WHAT YOU SHOULD DO = Please answer from the article on Caracas: what new name did the government give the avenue formerly named for Christopher Columbus?

··· DOCUMENT EXCERPT

CARACAS, Venezuela | Supporters of Venezuelan President Hugo Chavez recently erected a bronze bust of Manuel Marulanda, the founder of Latin America’s biggest guerrilla movement, in a Caracas slum.
The Colombian Foreign Ministry responded with a letter to its Venezuelan counterpart protesting the tribute to someone involved in “drug trafficking, homicide, kidnapping, child recruitment and the use of land mines.”
No matter, said Alexis Vielma, a member of the Coordinadora Simon Bolivar, a neighborhood group that put up the statue of the late leader of the Revolutionary Armed Forces of Colombia (FARC) and unveiled it at a rally attended by hundreds of Chavez backers in olive-green T-shirts.
“This is the first of many the community is planning to construct for heroes in South and Central America,” Mr. Vielma said as demonstrators burned the U.S. flag and passed out literature caricaturing Colombian President Alvaro Uribe, a U.S. ally, as Hitler.
Almost 10 years into his presidency, Mr. Chavez is accelerating efforts to eradicate symbols of Caracas’ colonial and pro-American past and rebrand it as a global hub of socialism, pushing for a visual makeover that extols the president’s self-proclaimed revolution.
More government buildings and billboards are painted red, the color symbolizing Mr. Chavez’s United Socialist Party of Venezuela. A mural on the road from the airport to downtown depicts “Uncle Sam” as an imperialist. Busts of Che Guevara, Mexican revolutionary leader Emiliano Zapata and Vietnam’s Ho Chi Minh line a central thoroughfare.
Later this year Mr. Chavez, 54, will dedicate a plaza to Cipriano Castro, a former Venezuelan president who cut diplomatic relations with the U.S. in 1908.
The Chavez-inspired iconography is overshadowing vestiges of the country’s U.S. and colonial ties, including a Plaza Washington, a statue of Abraham Lincoln and an avenue named for Christopher Columbus.
In some cases, the old symbols have been demolished. In 2004, a crowd tore down a statue of Columbus on a holiday celebrating the arrival of Europeans to the New World. The government renamed the avenue formerly in his name to Indigenous Resistance Way.
In January, residents of the 23 de Enero neighborhood, named for the date in 1958 when Venezuela returned to democracy, decapitated a bust of Diego de Lozada, a Spanish conquistador credited with founding Caracas in 1567.

······
··· DATASET RECORDS

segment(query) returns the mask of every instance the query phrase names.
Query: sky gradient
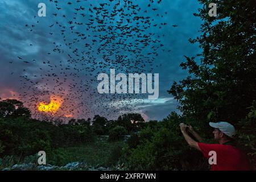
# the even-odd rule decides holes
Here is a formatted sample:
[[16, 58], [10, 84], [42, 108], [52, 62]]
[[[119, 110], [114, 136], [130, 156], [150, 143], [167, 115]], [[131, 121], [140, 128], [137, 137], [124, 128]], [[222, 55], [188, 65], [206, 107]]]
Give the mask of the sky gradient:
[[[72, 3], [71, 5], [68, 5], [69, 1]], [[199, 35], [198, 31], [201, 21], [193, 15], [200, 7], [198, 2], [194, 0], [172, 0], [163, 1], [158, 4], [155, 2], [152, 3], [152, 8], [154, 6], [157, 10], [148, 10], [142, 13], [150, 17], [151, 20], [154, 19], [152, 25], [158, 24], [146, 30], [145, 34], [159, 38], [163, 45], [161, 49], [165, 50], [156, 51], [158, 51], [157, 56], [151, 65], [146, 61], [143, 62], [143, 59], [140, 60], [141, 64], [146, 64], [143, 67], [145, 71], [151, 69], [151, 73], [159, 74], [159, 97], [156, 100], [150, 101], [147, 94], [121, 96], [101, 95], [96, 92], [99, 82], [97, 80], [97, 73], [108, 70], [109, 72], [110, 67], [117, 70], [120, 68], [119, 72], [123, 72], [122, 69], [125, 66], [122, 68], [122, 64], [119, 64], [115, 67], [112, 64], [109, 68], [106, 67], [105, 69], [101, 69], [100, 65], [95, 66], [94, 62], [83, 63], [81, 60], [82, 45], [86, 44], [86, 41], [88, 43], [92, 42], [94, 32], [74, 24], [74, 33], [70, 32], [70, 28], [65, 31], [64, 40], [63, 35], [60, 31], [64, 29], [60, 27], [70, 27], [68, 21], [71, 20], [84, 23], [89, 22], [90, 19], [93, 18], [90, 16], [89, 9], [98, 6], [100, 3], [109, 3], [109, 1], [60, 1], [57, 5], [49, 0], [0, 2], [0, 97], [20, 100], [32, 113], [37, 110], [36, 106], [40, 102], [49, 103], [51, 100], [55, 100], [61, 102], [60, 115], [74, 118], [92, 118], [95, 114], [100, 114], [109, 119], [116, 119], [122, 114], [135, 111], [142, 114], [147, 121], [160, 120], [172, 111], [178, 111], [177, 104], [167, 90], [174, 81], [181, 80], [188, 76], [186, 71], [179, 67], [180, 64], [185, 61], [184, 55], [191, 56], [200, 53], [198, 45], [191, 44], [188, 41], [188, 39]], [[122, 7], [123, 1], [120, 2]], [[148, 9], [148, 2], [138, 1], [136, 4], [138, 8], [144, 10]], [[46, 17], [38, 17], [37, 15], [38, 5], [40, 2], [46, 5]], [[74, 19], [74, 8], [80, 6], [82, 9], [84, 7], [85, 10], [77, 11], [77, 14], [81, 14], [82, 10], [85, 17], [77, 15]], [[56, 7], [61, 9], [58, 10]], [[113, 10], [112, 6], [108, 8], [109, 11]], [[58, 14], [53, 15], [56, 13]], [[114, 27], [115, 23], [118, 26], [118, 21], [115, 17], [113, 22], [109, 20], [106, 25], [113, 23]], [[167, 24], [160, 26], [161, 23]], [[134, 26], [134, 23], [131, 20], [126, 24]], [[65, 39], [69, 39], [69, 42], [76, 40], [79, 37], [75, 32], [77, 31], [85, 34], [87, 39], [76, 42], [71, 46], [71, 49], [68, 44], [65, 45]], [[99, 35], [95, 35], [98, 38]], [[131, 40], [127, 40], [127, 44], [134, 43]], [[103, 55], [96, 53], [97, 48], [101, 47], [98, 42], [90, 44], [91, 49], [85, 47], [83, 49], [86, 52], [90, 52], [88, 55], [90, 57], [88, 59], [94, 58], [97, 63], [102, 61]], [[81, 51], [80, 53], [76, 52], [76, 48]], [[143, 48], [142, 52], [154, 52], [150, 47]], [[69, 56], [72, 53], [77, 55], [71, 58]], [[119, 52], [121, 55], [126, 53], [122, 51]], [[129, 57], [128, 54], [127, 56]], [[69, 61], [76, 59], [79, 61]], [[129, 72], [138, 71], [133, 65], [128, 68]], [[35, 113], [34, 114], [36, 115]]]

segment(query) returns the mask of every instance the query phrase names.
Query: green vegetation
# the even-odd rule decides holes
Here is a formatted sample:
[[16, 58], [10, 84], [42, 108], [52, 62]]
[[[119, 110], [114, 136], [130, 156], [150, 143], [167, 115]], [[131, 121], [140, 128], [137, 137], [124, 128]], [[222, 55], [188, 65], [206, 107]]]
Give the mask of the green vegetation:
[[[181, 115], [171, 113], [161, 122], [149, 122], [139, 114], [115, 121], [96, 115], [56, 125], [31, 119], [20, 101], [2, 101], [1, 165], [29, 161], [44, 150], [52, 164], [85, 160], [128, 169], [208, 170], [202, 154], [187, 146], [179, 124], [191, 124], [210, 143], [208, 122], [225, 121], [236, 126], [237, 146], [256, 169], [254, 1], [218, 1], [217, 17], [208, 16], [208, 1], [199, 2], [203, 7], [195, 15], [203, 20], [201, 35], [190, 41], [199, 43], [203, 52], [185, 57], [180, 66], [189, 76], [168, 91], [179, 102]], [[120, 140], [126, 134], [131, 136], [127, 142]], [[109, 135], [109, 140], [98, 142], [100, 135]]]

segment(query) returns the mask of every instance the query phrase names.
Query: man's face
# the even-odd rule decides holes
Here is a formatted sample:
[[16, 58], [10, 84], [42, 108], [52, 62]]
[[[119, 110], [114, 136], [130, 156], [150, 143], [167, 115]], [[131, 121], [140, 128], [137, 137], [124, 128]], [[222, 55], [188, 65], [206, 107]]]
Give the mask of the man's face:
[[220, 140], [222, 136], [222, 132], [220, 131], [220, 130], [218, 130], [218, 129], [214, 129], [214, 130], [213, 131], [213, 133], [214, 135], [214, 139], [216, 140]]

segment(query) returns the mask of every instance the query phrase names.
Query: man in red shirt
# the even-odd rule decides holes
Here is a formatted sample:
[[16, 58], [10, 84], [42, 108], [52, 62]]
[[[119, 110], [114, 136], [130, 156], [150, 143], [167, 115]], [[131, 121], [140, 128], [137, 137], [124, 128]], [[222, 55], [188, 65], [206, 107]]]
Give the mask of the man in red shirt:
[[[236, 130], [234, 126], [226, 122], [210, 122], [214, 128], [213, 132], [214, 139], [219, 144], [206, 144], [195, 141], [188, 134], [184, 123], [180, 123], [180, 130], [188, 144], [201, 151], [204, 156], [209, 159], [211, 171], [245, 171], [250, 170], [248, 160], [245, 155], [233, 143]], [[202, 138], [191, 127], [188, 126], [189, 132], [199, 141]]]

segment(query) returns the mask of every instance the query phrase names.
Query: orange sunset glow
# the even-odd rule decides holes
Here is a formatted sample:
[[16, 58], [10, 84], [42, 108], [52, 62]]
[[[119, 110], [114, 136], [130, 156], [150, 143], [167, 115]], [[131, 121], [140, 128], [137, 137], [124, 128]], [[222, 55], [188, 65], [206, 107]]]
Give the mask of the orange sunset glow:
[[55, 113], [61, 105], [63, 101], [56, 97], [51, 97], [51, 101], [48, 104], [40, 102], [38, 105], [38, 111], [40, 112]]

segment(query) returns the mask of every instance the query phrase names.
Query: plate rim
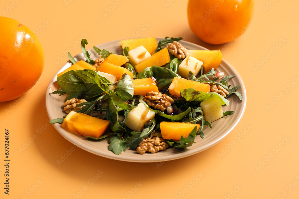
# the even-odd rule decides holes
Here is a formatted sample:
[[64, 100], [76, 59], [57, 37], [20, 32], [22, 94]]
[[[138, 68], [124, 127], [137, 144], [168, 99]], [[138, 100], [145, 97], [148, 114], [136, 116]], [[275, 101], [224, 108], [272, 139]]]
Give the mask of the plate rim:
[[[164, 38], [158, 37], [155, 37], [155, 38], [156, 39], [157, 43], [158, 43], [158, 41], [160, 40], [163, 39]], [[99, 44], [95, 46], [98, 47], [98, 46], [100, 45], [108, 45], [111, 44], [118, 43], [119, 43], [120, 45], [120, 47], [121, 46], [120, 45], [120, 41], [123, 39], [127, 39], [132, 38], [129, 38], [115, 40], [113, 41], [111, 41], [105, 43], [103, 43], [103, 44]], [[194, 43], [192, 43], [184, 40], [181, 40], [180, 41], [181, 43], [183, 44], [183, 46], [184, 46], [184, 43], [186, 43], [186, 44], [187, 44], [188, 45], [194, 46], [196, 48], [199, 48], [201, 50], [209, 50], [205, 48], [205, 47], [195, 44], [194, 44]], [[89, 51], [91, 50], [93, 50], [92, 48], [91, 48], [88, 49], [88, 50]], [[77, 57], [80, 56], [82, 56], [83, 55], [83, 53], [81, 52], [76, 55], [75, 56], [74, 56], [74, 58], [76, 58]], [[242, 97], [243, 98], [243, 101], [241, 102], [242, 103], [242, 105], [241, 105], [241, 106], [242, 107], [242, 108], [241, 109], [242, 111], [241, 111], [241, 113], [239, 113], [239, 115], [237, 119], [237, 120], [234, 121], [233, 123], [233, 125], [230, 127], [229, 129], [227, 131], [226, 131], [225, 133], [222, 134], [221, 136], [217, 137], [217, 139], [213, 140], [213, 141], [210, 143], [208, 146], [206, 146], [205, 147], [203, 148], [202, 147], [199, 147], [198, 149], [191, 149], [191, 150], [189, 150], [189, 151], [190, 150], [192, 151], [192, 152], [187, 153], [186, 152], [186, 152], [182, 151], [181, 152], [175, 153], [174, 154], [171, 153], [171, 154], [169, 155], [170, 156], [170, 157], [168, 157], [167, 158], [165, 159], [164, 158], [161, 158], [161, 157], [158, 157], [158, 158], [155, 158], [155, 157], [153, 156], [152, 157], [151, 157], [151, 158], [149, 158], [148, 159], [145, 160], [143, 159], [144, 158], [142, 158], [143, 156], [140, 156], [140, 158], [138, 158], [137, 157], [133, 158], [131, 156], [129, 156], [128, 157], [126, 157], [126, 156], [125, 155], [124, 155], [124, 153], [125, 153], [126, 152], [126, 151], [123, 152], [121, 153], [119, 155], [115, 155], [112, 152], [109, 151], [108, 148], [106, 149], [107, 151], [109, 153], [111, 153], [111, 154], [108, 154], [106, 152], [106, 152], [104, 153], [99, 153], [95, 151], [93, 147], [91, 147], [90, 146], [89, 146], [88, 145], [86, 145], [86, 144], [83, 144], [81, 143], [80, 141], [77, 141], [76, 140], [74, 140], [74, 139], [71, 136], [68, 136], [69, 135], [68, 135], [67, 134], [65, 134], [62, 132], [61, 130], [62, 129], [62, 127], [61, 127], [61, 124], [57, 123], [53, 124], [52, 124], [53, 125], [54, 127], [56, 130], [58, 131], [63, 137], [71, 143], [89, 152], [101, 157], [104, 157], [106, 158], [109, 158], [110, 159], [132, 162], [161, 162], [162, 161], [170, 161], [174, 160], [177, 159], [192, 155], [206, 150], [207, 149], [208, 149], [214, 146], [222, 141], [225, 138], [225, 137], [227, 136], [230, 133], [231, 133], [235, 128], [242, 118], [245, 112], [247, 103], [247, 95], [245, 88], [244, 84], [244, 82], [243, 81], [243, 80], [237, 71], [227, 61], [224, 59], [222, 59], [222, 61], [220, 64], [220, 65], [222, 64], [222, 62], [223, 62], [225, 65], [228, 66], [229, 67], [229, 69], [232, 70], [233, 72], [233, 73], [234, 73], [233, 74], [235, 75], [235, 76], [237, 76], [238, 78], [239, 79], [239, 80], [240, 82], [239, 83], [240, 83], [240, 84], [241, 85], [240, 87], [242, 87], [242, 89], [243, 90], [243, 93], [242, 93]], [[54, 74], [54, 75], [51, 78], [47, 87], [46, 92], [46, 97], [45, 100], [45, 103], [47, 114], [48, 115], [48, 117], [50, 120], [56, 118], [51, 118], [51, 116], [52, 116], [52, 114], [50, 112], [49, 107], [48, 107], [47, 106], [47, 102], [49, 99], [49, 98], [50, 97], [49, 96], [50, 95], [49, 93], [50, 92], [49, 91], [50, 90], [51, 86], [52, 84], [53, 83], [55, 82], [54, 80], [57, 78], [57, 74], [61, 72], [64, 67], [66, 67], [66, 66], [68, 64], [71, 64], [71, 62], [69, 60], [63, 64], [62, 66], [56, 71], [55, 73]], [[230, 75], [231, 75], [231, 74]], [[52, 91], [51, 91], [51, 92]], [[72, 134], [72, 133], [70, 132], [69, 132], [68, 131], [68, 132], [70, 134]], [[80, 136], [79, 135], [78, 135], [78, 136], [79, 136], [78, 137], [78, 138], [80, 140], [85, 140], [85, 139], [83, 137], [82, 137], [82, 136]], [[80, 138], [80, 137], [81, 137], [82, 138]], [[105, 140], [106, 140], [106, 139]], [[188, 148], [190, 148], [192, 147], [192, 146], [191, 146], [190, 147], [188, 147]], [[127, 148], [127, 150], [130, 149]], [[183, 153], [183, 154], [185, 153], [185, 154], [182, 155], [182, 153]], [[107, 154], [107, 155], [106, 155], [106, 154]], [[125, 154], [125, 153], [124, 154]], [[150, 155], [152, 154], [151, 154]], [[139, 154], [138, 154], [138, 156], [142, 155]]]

······

RESPONSE = Indigenous Resistance Way.